> [Teks yang Ditampilkan]:
::::::::::

-->

Menyoal Pembinaan Bahasa di Daerah

Sejak diberlakukannya PP No. 22/1999 tentang Pemerintahan Daerah dan PP No. 25/2000 tentang Kewenangan Pemda (Provinsi) sebagai Daerah Otonom, muncul dilema dalam hal pembinaan bahasa di daerah. Sebab, PP tersebut mengisyaratkan, persoalan pembinaan bahasa daerah sepenuhnya jadi tanggung jawab Pemda, sedangkan Pemda sendiri, seperti termaktub dalam UUD 45 dan GBHN, masih dituntut bertanggung jawab atas pembinaan bahasa Indonesia. Hal ini tak mungkin diingkari karena bahasa Indonesia adalah bahasa negara yang menjadi sarana utama perhubungan seluruh masyarakat (bangsa) Indonesia.
            Diakui bahwa era otonomi daerah memberi peluang lebar bagi kesuburan bahasa (sastra) daerah. Karena Pemda punya kewenangan penuh untuk mengatur rumah tangga sendiri, dengan segala kemampuannya ia dapat menjadikan bahasa daerah tak hanya sebagai lambang identitas dan kekayaan budaya daerah, tapi dapat pula sebagai kekuatan yang boleh jadi justru menimbulkan sentimen-sentimen antar-daerah. Sebab, jika tanpa ada kerja sama lintas-daerah yang diikat oleh rasa kebersamaan dan semangat kebangsaan, jurang pemisah antara daerah kaya dan miskin akan semakin lebar dan ujung-ujungnya tentu akan terjadi disintegrasi bangsa.
            Karena itu, mumpung masih berada dalam taraf menemukan format negara-bangsa Indonesia yang tepat, yang di dalamnya terdapat beragam suku, bahasa, dan budaya, Peraturan Daerah (Perda) yang mengatur fungsi/ kedudukan bahasa daerah di satu sisi harus disusun sedemikian rupa sehingga tak menyimpang dari koridor kebangsaan, dan di sisi lain tak bertentangan dengan Peraturan Pemerintah (PP) yang mengatur fungsi dan kedudukan bahasa Indonesia. Untuk itu, perlu dicari pola keterpaduan antara Propeda (Program Pembangunan Daerah) dan Propenas (Program Pembangunan Nasional) bidang kebahasaan dan kesastraan.

::::::::::

> [Bahan yang Diberikan]:

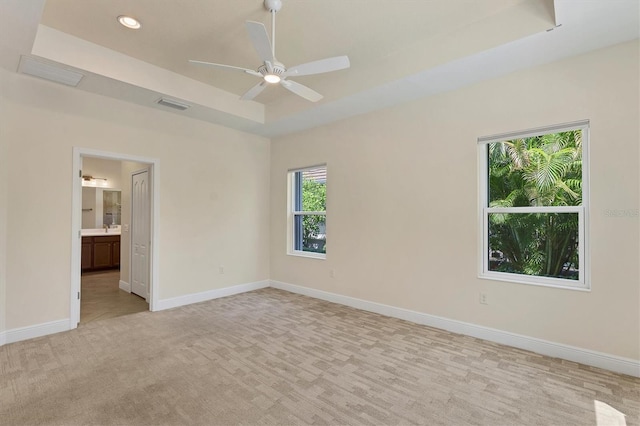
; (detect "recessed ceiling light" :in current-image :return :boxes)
[118,15,142,30]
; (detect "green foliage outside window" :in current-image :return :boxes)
[488,130,582,279]
[302,177,327,253]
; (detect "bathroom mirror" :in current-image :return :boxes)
[82,187,122,229]
[102,189,122,226]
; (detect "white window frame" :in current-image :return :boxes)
[287,164,328,259]
[478,120,591,291]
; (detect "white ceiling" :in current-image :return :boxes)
[0,0,640,136]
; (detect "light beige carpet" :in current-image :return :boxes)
[0,289,640,426]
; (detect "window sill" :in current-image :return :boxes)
[478,272,591,292]
[287,250,327,260]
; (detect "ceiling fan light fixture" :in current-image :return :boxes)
[264,74,282,84]
[118,15,142,30]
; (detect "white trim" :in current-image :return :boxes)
[478,120,589,144]
[271,280,640,377]
[118,280,131,293]
[5,318,70,343]
[155,280,270,311]
[287,250,327,260]
[68,147,160,329]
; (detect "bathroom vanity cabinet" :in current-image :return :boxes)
[81,235,120,271]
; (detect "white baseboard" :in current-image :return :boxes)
[4,318,69,343]
[153,280,270,311]
[271,280,640,377]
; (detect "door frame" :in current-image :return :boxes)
[69,147,160,329]
[129,168,153,307]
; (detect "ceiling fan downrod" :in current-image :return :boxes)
[264,0,282,58]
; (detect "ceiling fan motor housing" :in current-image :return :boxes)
[264,0,282,12]
[258,62,287,77]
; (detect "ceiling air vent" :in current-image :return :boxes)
[18,56,84,87]
[156,98,191,111]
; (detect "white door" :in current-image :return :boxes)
[131,170,151,302]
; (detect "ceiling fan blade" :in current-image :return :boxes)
[189,59,262,77]
[240,81,267,101]
[280,80,323,102]
[284,56,351,76]
[246,21,274,63]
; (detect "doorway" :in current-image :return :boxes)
[69,148,159,328]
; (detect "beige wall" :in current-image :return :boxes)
[0,101,9,334]
[271,41,640,360]
[0,70,269,331]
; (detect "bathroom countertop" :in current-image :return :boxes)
[81,228,120,237]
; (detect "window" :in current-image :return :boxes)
[288,166,327,259]
[478,121,589,289]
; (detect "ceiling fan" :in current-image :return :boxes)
[189,0,350,102]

::::::::::

> [Tantangan]:
(1) Jawab pertanyaan berikut berdasarkan teks tentang pembinaan bahasa di daerah.
(a) Peraturan pemerintah nomor berapa yang mengatur Pemerintahan Daerah?
(b) Apa yang ujung-ujungnya akan terjadi kalau jurang pemisah antara daerah kaya dan miskin makin lebar?
(c) Antara program apa dan program apa perlu dicari pola keterpaduan di bidang kebahasaan dan kesastraan?
(2) Ambil bagian dari teks tentang pembinaan bahasa di daerah tanpa mengubah satu kata pun, dimulai dengan "Diakui bahwa era" dan berlanjut sampai "terjadi disintegrasi bangsa.".

> [Jawaban Tiap Soal]:
(1)
(a) PP No. 22/1999.
(b) Disintegrasi bangsa.
(c) Propeda (Program Pembangunan Daerah) dan Propenas (Program Pembangunan Nasional).

(2)
Diakui bahwa era otonomi daerah memberi peluang lebar bagi kesuburan bahasa (sastra) daerah. Karena Pemda punya kewenangan penuh untuk mengatur rumah tangga sendiri, dengan segala kemampuannya ia dapat menjadikan bahasa daerah tak hanya sebagai lambang identitas dan kekayaan budaya daerah, tapi dapat pula sebagai kekuatan yang boleh jadi justru menimbulkan sentimen-sentimen antar-daerah. Sebab, jika tanpa ada kerja sama lintas-daerah yang diikat oleh rasa kebersamaan dan semangat kebangsaan, jurang pemisah antara daerah kaya dan miskin akan semakin lebar dan ujung-ujungnya tentu akan terjadi disintegrasi bangsa.